> [EXCERPTED PASSAGE]:

The IRAA is simply feeling the effect of items mentioned above (higher prices, fewer releases, etc.) along with other media such as dvd's taking money from the pot where they formerly had an exclusive. I spend more on dvd's now than I do on CD's. That money is being taken away from the music business and being "redistributed" to the movie industry. Liberals should be happy. :lol: Before DVD's I NEVER bought movies. With the combination of the music industry, the movie industry and the gaming industry chasing the same $$$, there is bound to be a negative effect on the oldest of the industries, that being the music business. Then again, they aren't producing much music worth purchasing today anyway.


----------



## RichW (Mar 29, 2002)

For me, audio CDs are just a way to "install" music on my mp3 jukebox. I still buy CDs, but not as many as I used to do because much of the pop music today is trashy rap/hip-hop that doesn't appeal to my tastes, but if Enya releases another CD, I would buy it up right away. 

I have downloaded lots of MP3 files, but I don't know if they are still valid copyrights since much of my downloaded tunes are recordings from the 30s, 40s, and 50s. Such music should, in my opinion, be in the public domain even if they are not. Part of the motivation for granting copyrights is that the art eventually ends up in the public domain. 

Nonetheless, I probably have "pirated" many songs, but I did so because that was the only way to get a certain tune I wanted without having to buy a full CD or hunt for an old 45 RPM record to rip. I am guilty but I consider it the equivalent of speeding.

The USENET binary newsgroups post hundreds of MP3s each day Yet I never hear any RIAA actions taken there.

Another source for material is the local library. We joke here that when the "book" has been checked out of our small library, we can still chose from a alot of CDs and DVDs. Audiobooks also seem ot be poular and can be ripped just as easily as music CDs.


----------



## Jacob S (Apr 14, 2002)

To prevent having an excuse such as "I cant take it back to the store because I didnt like it and thats why I dont buy cd's" they will say that by only allowing you to play it 3 times or so many times will allow you to preview the song then you know what the songs are like. I think I have heard of this not long ago in which may be implemented on songs that will be downloaded and I heard that it may be done on Kazaa on the future, not sure though.


----------



## Steve Mehs (Mar 21, 2002)

That would be so easy to get around, as your playing the song just record it direct from the sound card a la Roxio Sound Stream or something similar and rip the wav into an MP3.


----------



## Jacob S (Apr 14, 2002)

I figure it would be easy to get around, but then they could not say that you are pirating the music if you are 'previewing it' when you download it then you could rip it to your cd.


----------



## waydwolf (Feb 2, 2003)

> _Originally posted by Jacob S _
> *To prevent having an excuse such as "I cant take it back to the store because I didnt like it and thats why I dont buy cd's" they will say that by only allowing you to play it 3 times or so many times will allow you to preview the song then you know what the songs are like. I think I have heard of this not long ago in which may be implemented on songs that will be downloaded and I heard that it may be done on Kazaa on the future, not sure though. *


 And they will do this with what magical technology? The public has spoken by choice repeatedly. When Sony offered MiniDisc, the public responded with a resounding silent "no thanks" by continuing with cassette tapes and CDs on which they couldn't yet economically record for themselves.

> [EXERCISE DIRECTIONS]: Rewrite the part of the music-piracy forum thread that opens with the words containing "The USENET binary" and closes with "as music CDs.", switching "local library" to "public library". Base every answer on the music-piracy forum thread alone.

> [ENTRIES PROVIDED]:
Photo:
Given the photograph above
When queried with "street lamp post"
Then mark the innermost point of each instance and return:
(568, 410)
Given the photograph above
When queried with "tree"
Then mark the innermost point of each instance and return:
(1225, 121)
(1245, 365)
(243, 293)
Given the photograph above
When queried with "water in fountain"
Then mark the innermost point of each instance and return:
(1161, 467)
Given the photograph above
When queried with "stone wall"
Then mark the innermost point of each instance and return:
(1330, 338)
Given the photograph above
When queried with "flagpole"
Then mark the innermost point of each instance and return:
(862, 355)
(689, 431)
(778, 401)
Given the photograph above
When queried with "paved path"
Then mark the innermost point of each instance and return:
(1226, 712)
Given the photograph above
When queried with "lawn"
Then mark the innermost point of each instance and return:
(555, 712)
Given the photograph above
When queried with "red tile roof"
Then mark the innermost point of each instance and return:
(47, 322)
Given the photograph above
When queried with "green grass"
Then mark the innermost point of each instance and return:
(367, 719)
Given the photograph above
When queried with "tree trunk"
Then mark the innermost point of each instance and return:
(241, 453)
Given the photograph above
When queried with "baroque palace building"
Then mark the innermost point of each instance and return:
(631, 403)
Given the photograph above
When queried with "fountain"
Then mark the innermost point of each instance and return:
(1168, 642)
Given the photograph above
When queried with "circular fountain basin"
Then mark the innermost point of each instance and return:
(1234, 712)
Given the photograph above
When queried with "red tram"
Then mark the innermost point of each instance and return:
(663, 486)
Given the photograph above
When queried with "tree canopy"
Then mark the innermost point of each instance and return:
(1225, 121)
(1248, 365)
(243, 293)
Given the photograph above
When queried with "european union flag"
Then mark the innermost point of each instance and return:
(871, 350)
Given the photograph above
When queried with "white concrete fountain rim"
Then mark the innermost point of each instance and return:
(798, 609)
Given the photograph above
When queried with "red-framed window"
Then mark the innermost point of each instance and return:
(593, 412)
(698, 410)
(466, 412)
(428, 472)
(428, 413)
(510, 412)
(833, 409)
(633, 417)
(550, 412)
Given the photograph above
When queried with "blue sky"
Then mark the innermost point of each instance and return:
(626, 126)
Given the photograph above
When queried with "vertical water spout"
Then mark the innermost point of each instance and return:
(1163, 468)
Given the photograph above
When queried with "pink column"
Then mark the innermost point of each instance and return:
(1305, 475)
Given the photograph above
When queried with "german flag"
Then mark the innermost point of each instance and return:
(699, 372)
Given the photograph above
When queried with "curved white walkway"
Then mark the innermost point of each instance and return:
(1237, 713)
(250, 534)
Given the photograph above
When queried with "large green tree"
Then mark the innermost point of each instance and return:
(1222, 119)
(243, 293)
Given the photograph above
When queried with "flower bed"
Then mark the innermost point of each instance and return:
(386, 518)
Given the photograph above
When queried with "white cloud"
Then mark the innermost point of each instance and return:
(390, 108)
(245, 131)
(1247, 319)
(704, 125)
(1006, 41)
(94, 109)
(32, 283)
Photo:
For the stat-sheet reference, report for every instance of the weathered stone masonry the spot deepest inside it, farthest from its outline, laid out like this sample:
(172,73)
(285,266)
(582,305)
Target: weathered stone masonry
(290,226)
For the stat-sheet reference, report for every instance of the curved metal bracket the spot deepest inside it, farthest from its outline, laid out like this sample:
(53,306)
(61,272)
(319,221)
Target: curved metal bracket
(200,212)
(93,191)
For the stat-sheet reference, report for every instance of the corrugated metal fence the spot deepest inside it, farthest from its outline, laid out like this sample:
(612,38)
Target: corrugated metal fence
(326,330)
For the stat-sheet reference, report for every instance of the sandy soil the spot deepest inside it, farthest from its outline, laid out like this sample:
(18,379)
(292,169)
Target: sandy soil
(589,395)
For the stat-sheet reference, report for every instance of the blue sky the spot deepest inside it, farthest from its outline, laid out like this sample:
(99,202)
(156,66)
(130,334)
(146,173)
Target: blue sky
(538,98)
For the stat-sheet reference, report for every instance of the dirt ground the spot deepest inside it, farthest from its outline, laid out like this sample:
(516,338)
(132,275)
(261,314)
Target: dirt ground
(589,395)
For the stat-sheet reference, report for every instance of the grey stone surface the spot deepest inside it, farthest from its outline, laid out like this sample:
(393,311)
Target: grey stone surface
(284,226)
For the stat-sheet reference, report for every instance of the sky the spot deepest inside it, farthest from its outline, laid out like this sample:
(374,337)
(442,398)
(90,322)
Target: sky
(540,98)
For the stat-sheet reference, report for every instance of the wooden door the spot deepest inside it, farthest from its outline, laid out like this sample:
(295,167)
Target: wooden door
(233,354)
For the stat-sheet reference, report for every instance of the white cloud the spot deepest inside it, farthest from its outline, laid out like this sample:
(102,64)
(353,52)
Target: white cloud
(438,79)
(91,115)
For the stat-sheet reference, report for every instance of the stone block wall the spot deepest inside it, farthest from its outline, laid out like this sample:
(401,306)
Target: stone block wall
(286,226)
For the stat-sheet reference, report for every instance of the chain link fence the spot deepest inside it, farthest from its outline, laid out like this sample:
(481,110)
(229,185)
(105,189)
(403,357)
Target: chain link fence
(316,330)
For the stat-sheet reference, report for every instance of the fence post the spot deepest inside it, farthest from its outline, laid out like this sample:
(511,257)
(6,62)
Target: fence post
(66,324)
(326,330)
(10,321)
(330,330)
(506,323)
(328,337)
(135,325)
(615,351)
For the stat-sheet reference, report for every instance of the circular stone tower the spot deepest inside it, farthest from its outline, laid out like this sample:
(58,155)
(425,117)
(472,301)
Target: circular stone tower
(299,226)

> [TASK RESULT]:
The USENET binary newsgroups post hundreds of MP3s each day Yet I never hear any RIAA actions taken there.

Another source for material is the public library. We joke here that when the "book" has been checked out of our small library, we can still chose from a alot of CDs and DVDs. Audiobooks also seem ot be poular and can be ripped just as easily as music CDs.